Within the records below is a range that opens at the line with "Every instance of the tall" and closes at the line with "Every instance of the green". Return that range word for word, both ends included, and only that range.

* * * * *

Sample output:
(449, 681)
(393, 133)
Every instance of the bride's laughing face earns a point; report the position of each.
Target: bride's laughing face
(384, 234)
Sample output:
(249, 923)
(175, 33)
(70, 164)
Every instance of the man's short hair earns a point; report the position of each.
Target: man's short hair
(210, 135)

* * * * *

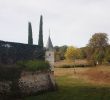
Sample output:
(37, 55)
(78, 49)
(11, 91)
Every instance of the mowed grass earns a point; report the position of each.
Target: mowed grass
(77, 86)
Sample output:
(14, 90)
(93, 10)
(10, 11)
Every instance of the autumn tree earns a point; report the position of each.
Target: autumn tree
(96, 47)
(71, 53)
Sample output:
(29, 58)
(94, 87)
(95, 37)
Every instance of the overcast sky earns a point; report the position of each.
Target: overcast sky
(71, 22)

* * * * *

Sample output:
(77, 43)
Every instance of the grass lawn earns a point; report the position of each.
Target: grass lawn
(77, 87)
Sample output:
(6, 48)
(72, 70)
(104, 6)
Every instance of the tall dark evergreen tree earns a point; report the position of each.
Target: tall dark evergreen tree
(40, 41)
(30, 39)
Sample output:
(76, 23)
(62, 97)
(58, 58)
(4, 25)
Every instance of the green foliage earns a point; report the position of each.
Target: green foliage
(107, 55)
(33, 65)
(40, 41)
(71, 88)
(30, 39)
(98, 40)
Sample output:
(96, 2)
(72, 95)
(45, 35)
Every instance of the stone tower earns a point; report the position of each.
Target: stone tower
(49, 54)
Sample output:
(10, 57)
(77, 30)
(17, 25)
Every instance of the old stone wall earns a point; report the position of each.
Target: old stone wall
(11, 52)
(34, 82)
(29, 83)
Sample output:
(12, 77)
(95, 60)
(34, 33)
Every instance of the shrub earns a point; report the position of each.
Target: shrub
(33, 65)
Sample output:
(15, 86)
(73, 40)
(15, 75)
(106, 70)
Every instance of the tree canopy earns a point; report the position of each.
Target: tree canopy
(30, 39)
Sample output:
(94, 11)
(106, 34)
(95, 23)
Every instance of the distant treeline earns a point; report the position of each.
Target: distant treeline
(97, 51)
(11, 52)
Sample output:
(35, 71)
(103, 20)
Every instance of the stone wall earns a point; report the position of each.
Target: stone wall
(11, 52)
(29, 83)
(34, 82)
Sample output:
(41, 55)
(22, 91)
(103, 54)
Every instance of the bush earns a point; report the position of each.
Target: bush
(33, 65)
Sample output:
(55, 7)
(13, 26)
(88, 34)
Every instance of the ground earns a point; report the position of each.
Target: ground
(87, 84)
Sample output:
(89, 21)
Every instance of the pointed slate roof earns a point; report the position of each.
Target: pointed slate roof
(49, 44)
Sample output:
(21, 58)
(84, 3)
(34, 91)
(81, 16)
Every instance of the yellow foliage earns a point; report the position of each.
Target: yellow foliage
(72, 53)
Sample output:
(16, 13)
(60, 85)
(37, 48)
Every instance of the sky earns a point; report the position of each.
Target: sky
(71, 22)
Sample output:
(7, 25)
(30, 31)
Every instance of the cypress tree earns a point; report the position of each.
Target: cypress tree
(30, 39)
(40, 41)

* * * * *

Solution to this exercise:
Every instance of the tall dark evergreen tree earns a point; report the position of each.
Target: tall dark evergreen tree
(40, 41)
(30, 39)
Sample output:
(76, 23)
(62, 97)
(58, 58)
(4, 25)
Every instance of the green foliage earns a point; report the position of each.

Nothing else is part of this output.